## Stated exercise 1
Repeat the passage of the forum post about Tyvek topo maps that starts at "# Made some" and ends at "printed them off.", word for word.
## Stated exercise 2
Transcribe the rows exactly, starting at the line that contains "Query: recessed ceiling light" and ending at the last line of the rows.

## Reading text

# Made some DuPont Tyvek Topo maps



## 3percent (Dec 28, 2014)

Before I begin, let me put out a full disclaimer: I am a professional cartographer and make maps full time as an independent business. I am NOT posting this as an advertisement and really don't want this to seem like spam. I fully understand if the mods don't like this and want me to remove it. I am not posting contact info.

Also, I did not make these maps. They are fully free to down load from here: The USGS Store - One stop shop for all your maps, world, United States, state, wall decor, historic, planetary, topographic, trail, hiking, foreign, satellite, digital

I have only downloaded the maps and printed them off.

With all of that out of the way...the other day I was going though my map collection for around my AO, and then compared them with the newest USGS topo maps. I realized that some of mine were out of date by virtue that the USGS has updated some of the maps around here as recently as this year. I printed off a few maps using my standard 30 inch rolls and then laminated them with the 25 inch lamination machine that I have. I have done these in the past like this and they come out really good and since they are plastic coated, grease pens and markers work really well on them. Only real problem is that after a while, they don't hold up really well.

Then I pulled out my roll of DuPont Tyvek paper. I did not initially use this as it is quite a bit more expensive per foot than the normal paper. BUT! It is way WAY more resilient to use and abuse. Back in the 90's, while in the Marines, we were issued Tyvek maps as part of our E&E kits. I still have two of mine from Bosina and Haiti. After 20 years, they still look new. The only real problem is that marking on the maps with pens and stuff is permanent, unlike lamination.

## Supplied records
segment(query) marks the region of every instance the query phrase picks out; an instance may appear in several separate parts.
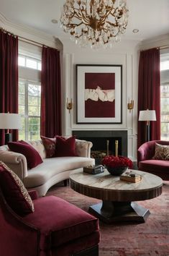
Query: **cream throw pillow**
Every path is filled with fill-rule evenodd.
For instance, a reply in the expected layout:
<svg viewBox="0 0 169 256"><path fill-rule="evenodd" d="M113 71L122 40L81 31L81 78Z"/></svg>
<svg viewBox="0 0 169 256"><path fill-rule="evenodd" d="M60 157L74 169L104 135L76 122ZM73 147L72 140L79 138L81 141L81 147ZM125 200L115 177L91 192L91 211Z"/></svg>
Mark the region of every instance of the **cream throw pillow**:
<svg viewBox="0 0 169 256"><path fill-rule="evenodd" d="M153 159L169 160L169 145L155 143L155 152Z"/></svg>

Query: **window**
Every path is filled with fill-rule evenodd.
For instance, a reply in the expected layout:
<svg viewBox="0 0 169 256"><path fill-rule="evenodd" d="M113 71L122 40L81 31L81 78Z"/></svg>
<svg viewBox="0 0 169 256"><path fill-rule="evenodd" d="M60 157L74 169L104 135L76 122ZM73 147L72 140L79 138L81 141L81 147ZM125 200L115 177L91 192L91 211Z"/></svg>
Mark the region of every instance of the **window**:
<svg viewBox="0 0 169 256"><path fill-rule="evenodd" d="M19 43L19 114L22 129L19 139L40 138L41 48Z"/></svg>
<svg viewBox="0 0 169 256"><path fill-rule="evenodd" d="M160 55L161 140L169 140L169 53Z"/></svg>

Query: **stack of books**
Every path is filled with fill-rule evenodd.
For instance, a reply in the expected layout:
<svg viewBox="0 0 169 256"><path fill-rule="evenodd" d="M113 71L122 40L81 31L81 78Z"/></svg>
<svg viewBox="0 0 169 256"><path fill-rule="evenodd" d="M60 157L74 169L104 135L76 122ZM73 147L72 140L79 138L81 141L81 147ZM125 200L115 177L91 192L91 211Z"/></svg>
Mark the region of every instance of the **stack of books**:
<svg viewBox="0 0 169 256"><path fill-rule="evenodd" d="M142 176L140 174L132 172L126 172L120 176L120 179L128 182L139 182L142 180Z"/></svg>

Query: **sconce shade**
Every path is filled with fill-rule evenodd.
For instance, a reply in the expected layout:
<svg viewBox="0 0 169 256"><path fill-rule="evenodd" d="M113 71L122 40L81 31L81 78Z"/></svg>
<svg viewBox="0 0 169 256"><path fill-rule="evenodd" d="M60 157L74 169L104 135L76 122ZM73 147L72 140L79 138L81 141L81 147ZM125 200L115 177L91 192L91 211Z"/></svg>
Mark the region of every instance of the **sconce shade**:
<svg viewBox="0 0 169 256"><path fill-rule="evenodd" d="M0 129L20 129L21 116L18 114L0 113Z"/></svg>
<svg viewBox="0 0 169 256"><path fill-rule="evenodd" d="M142 110L139 114L139 121L156 121L155 110Z"/></svg>

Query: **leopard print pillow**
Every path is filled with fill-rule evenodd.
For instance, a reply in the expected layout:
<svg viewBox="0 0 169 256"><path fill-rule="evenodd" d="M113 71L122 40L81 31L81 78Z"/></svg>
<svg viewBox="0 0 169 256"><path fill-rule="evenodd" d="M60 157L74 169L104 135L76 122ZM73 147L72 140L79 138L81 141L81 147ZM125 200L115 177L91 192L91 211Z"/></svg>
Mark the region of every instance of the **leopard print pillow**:
<svg viewBox="0 0 169 256"><path fill-rule="evenodd" d="M18 215L33 213L34 204L18 176L0 161L0 187L11 208Z"/></svg>

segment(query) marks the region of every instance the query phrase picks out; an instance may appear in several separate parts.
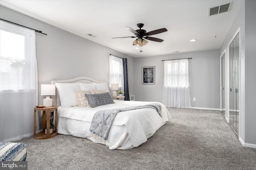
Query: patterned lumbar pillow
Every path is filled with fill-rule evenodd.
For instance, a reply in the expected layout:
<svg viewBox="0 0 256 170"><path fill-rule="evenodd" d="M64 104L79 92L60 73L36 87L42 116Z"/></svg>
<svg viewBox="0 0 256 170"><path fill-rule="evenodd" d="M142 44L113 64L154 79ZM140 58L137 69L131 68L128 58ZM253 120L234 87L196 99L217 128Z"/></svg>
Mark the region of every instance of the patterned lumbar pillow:
<svg viewBox="0 0 256 170"><path fill-rule="evenodd" d="M87 107L87 103L85 100L84 95L92 94L90 90L75 90L75 95L76 98L76 101L78 104L78 107Z"/></svg>
<svg viewBox="0 0 256 170"><path fill-rule="evenodd" d="M88 107L89 107L94 108L97 106L115 103L108 92L93 95L86 94L84 95Z"/></svg>
<svg viewBox="0 0 256 170"><path fill-rule="evenodd" d="M107 92L106 90L97 90L96 89L94 89L92 91L94 94L104 93Z"/></svg>

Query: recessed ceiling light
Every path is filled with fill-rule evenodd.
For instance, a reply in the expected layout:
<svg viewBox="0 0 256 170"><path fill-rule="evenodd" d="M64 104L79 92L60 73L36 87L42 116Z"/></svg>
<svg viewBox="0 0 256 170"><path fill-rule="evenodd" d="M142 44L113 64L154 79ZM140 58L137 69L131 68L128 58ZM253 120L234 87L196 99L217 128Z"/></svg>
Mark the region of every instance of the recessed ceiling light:
<svg viewBox="0 0 256 170"><path fill-rule="evenodd" d="M94 38L95 38L95 37L97 37L96 36L94 36L91 34L88 34L87 35L88 35L89 36L90 36L92 37L93 37Z"/></svg>
<svg viewBox="0 0 256 170"><path fill-rule="evenodd" d="M189 41L190 42L195 42L196 41L196 39L193 39L193 40L189 40Z"/></svg>

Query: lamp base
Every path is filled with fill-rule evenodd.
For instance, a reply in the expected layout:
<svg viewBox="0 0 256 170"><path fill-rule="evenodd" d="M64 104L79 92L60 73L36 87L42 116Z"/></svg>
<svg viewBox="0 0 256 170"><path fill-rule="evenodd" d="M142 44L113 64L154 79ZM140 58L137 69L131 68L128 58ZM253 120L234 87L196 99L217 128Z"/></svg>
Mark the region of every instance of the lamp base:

## Task solution 1
# Made some DuPont Tyvek Topo maps



## 3percent (Dec 28, 2014)

Before I begin, let me put out a full disclaimer: I am a professional cartographer and make maps full time as an independent business. I am NOT posting this as an advertisement and really don't want this to seem like spam. I fully understand if the mods don't like this and want me to remove it. I am not posting contact info.

Also, I did not make these maps. They are fully free to down load from here: The USGS Store - One stop shop for all your maps, world, United States, state, wall decor, historic, planetary, topographic, trail, hiking, foreign, satellite, digital

I have only downloaded the maps and printed them off.

## Task solution 2
Query: recessed ceiling light
Every path is filled with fill-rule evenodd.
For instance, a reply in the expected layout:
<svg viewBox="0 0 256 170"><path fill-rule="evenodd" d="M64 104L79 92L60 73L36 87L42 116Z"/></svg>
<svg viewBox="0 0 256 170"><path fill-rule="evenodd" d="M142 44L113 64L154 79ZM140 58L137 69L131 68L128 58ZM253 120L234 87L196 99L217 128Z"/></svg>
Mark the region of every instance of the recessed ceiling light:
<svg viewBox="0 0 256 170"><path fill-rule="evenodd" d="M94 38L95 38L95 37L97 37L96 36L94 36L91 34L88 34L87 35L88 35L89 36L90 36L92 37L93 37Z"/></svg>
<svg viewBox="0 0 256 170"><path fill-rule="evenodd" d="M189 41L190 42L195 42L196 41L196 39L193 39L193 40L189 40Z"/></svg>

Query: lamp base
Every path is filled with fill-rule evenodd.
For instance, a reply in the expected layout:
<svg viewBox="0 0 256 170"><path fill-rule="evenodd" d="M64 104L79 92L60 73L36 87L42 116Z"/></svg>
<svg viewBox="0 0 256 170"><path fill-rule="evenodd" d="M142 44L113 64L154 79ZM140 58L137 69L131 68L128 58ZM253 120L234 87L196 99L217 128Z"/></svg>
Mark the region of every instance of the lamp base:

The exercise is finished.